Stored items:

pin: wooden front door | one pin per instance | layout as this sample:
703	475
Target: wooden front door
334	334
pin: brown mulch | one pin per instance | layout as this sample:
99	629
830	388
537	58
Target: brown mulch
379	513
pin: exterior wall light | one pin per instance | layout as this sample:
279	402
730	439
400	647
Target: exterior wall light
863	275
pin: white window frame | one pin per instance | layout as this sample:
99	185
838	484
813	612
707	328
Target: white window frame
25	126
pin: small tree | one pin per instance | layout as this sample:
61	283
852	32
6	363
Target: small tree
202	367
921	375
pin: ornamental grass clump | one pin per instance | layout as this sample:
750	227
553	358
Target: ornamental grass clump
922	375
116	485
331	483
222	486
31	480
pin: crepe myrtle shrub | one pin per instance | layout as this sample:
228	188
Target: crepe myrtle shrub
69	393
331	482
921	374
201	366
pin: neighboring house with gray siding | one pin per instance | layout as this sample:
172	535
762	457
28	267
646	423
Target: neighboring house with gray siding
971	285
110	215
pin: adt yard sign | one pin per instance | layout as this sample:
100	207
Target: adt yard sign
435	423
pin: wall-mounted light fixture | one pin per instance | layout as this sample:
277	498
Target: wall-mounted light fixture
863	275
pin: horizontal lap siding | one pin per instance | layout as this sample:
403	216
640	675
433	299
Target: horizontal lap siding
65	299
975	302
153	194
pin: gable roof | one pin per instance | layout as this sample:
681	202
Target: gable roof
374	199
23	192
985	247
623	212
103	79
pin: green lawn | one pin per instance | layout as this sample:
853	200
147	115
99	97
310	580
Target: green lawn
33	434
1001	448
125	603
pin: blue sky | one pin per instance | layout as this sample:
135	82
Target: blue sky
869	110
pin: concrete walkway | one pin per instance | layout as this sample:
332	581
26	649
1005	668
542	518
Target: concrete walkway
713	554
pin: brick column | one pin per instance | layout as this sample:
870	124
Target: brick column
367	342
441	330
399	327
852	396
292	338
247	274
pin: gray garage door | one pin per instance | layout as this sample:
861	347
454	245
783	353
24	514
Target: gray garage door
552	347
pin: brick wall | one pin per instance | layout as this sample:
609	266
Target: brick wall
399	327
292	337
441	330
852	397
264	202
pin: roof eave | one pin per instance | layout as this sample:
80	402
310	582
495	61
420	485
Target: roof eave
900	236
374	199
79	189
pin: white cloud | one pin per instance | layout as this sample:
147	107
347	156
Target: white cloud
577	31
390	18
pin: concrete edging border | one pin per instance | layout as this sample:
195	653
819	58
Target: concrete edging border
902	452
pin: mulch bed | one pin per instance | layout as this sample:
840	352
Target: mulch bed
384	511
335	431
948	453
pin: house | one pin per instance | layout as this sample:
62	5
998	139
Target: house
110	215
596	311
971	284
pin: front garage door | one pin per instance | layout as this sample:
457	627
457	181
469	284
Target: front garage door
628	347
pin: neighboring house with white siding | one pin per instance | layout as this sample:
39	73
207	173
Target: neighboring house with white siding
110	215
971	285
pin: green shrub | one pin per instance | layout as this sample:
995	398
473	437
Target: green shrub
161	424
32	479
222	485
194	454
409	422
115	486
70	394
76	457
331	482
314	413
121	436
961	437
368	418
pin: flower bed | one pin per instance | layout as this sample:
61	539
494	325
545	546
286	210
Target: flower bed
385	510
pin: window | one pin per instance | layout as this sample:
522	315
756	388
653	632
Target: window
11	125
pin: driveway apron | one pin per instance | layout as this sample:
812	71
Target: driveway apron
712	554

WORK REQUIRED
Every entry must be repeated exactly; none may be skipped.

ANSWER TO THIS PROBLEM
pin: wooden front door | one pin per instance | layout as this sample:
703	475
Target: wooden front door
334	334
pin: brown mulch | one pin per instance | layout as this sample:
99	629
830	388
537	58
Target: brown mulch
379	513
pin: exterior wall light | one pin per instance | layout as this sample:
279	402
730	439
400	647
Target: exterior wall light
863	275
pin: white window frame | one pin per instance | layout as this sample:
99	185
838	484
813	612
707	328
Target: white window frame
25	126
pin: small tree | one pin per instance | layout as this sample:
61	283
852	32
6	363
Target: small tree
202	367
921	375
pin: ornamental grass clump | one pin per instance | layout as this sample:
750	227
553	358
Target: ornamental grass clump
922	375
116	485
331	483
222	486
31	480
pin: crepe myrtle shrub | one pin per instance | layout as this sample:
228	188
Target: crepe myrtle shrub
69	393
331	482
921	374
201	366
pin: neighboring house with gray siding | one pin per instance | layout as this sample:
172	535
762	457
28	267
646	423
Target: neighboring house with gray siding
971	285
110	215
pin: adt yard sign | one pin per instance | layout as this sample:
100	207
Target: adt yard sign
435	423
pin: wall-mounted light fixture | one pin per instance | layout as this sample:
277	498
Target: wall-mounted light fixture
863	275
pin: horizontal lap siding | one pin per instance | layout as this sample:
403	216
640	675
433	299
Target: horizontal lap siding
65	299
975	302
153	194
pin: gable roof | one pin per instance | layout as this sample:
681	202
Target: gable roof
374	199
23	192
985	247
623	212
103	79
pin: green lawn | one pin per instance | layout as this sample:
853	200
147	115
99	97
310	580
Target: green lawn
33	434
1001	448
125	603
pin: blue sky | one pin per instance | layout as this sample:
135	82
Target: blue sky
869	110
pin: concrete walkway | one pin per instance | layout as this sample:
332	581
26	649
1005	668
542	518
Target: concrete walkway
713	554
pin: brick column | one pin per instance | layout as this sample:
870	124
Target: brick column
367	342
441	330
399	327
852	396
292	338
247	274
pin: gray garage door | one pin per instance | layout as this sample:
861	347
454	245
783	353
24	514
Target: gray garage door
552	347
pin: brick wall | one pin per instance | layout as this sample:
609	266
Target: brick wall
399	327
292	337
441	330
852	397
264	202
pin: roof eave | one pin per instance | layout as this sample:
80	402
310	582
495	61
420	485
Target: roof eave
900	236
374	199
79	189
pin: white cloud | one pin per instance | layout as this sample:
147	107
347	156
Target: white cloud
577	31
390	18
pin: concrete edging border | one pin per instance | layout as this sample:
195	653
819	58
Target: concrete edging border
902	452
pin: mulch bed | one pin per instance | layout as this sample:
840	352
Target: mulch bed
384	511
335	431
948	453
pin: house | one pin per instance | layout as this sample:
62	5
998	139
Target: house
110	215
596	311
971	284
pin: front garage door | one pin per instance | layout as this sample:
457	627
457	181
469	284
Target: front garage door
628	347
pin: neighboring house with white siding | one pin per instance | layout as this sample:
39	73
207	173
Target: neighboring house with white siding
110	215
971	285
pin: green shrub | one pin per instance | layout as this sample:
995	398
473	437
Target: green shrub
161	424
32	479
222	485
194	454
409	422
115	486
70	394
76	457
331	482
314	413
121	436
961	437
368	418
pin: flower bed | one pin per instance | layout as this sample:
61	539
494	325
545	546
286	210
Target: flower bed
385	510
pin: window | one pin per instance | layout as this sample:
522	315
756	388
653	632
Target: window
11	125
pin: driveway apron | one pin per instance | layout as this sample:
812	71
Target: driveway apron
712	554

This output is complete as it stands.